### [Task requirements]
Write all entries out exactly, images excluded.

### [Entries supplied]
[Start of section]

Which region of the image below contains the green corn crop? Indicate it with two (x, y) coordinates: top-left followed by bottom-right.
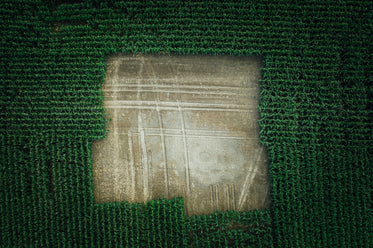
(1, 0), (372, 247)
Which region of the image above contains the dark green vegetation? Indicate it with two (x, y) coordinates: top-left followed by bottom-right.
(1, 0), (372, 247)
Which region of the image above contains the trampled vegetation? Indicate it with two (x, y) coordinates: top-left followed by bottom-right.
(1, 0), (372, 247)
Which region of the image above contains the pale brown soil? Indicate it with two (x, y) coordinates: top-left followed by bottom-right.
(92, 55), (270, 216)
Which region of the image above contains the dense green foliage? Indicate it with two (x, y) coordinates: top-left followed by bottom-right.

[End of section]

### [Output of the task]
Which region of the image below contains the green corn crop? Indicate it with two (x, y) coordinates: top-left followed by bottom-right.
(1, 0), (372, 247)
Which region of the image above contains the dark green vegetation? Indicate it with two (x, y) coordinates: top-left followed by bottom-right.
(1, 0), (372, 247)
Which region of the image above contains the trampled vegetation? Indicate it with two (x, y) coordinates: top-left followed by bottom-right.
(1, 0), (372, 247)
Which region of the image above contains the pale brown soil? Indicate it with two (x, y) coordinates: top-left followed by bottom-right.
(92, 55), (270, 216)
Which region of the image above contains the dense green foliage? Indicate it with two (x, y) coordinates: top-left followed by bottom-right.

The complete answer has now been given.